═════ Reading text ═════

- Directed by: Melvin Van Peebles
- Written by: Mario Van Peebles
- Produced by: James E. Hinton Melvin Van Peebles
- Starring: Mario Van Peebles Richard Fancy Ilan Mitchell-Smith
- Cinematography: James E. Hinton
- Edited by: Victor Kanefsky Melvin Van Peebles
- Music by: Dunn Pearson
- Release date: September 15, 1989;
- Running time: 100 minutes
- Country: United States
- Language: English

= Identity Crisis (film) =

1989 film by Melvin Van Peebles

Identity Crisis is a 1989 comedy film directed by Melvin Van Peebles. Written by Mario Van Peebles, the film is about a rapper who winds up sharing his body with the soul of a dead fashion designer, switching between personalities every time he is struck on the head.

== Plot ==
Melvin Van Peebles is the film's narrator, introducing the film's main characters. Yves Malmaison (Richard Fancy) is a world-famous French fashion designer. A flaming homosexual with a preference for red hair, he once experimented with an American woman, and thus he has a son, Sebastian (Ilan Mitchell-Smith). Chilly D (Mario Van Peebles) is a struggling rapper who has been stealing dresses made by Malmaison to redesign and give to his many girlfriends.

On the night of a big fashion show, Malmaison is poisoned, and Chilly D is chased by the same people who poisoned the fashion designer. Through a turn of events, the souls of both men wind up in Chilly D's body. Several days later, following Malmaison's funeral, Malmaison wakes up in a hospital to discover, to his shock, that he is no longer in his own body.

═════

* _Exercise instructions_
(A) Who wrote the music for the film, according to the Identity Crisis film page?
(B) List every character named in the plot section of the Identity Crisis film page.
(C) Reproduce the Identity Crisis film page between "Identity Crisis is" and "on the head.", inclusive.

═════ Extracted information ═════

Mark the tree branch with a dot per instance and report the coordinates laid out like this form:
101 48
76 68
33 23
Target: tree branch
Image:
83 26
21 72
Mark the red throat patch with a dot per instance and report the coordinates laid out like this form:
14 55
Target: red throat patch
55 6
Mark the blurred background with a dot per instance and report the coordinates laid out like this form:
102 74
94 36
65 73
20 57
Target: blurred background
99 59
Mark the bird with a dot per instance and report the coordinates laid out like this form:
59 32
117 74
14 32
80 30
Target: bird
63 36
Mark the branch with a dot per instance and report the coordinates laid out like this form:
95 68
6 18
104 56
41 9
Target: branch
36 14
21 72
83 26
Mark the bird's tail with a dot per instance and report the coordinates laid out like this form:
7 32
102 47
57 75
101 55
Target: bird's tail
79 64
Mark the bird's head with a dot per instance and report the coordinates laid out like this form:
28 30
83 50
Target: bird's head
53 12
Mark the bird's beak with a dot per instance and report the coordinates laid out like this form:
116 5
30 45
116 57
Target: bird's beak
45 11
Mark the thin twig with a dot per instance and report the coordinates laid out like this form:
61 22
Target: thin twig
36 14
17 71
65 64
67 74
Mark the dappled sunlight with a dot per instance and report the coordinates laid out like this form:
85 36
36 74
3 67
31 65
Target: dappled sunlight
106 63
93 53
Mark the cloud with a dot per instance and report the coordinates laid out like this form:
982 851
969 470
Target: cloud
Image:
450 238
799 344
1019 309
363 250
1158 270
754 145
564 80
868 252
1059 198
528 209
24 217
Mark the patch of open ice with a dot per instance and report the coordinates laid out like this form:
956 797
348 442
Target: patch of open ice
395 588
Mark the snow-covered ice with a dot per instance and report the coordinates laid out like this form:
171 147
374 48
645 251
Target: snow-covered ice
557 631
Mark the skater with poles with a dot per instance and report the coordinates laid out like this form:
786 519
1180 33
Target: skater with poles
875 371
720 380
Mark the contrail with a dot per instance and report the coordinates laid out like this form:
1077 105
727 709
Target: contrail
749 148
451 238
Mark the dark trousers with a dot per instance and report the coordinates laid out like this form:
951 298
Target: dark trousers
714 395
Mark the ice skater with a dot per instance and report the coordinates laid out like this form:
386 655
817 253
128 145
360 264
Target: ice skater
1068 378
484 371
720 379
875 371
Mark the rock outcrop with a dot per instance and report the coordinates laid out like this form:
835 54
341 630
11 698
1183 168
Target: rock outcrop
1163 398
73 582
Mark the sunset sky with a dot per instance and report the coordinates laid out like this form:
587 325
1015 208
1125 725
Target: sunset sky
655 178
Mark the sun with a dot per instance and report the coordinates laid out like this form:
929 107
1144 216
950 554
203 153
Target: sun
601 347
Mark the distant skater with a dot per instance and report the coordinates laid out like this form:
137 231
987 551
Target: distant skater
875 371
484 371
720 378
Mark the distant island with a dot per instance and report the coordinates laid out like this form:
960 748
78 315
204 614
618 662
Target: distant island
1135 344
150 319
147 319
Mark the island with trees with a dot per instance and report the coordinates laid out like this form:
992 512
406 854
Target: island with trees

═════

* _Task-by-task outputs_
(A) Dunn Pearson

(B) Yves Malmaison, Sebastian, Chilly D

(C)
Identity Crisis is a 1989 comedy film directed by Melvin Van Peebles. Written by Mario Van Peebles, the film is about a rapper who winds up sharing his body with the soul of a dead fashion designer, switching between personalities every time he is struck on the head.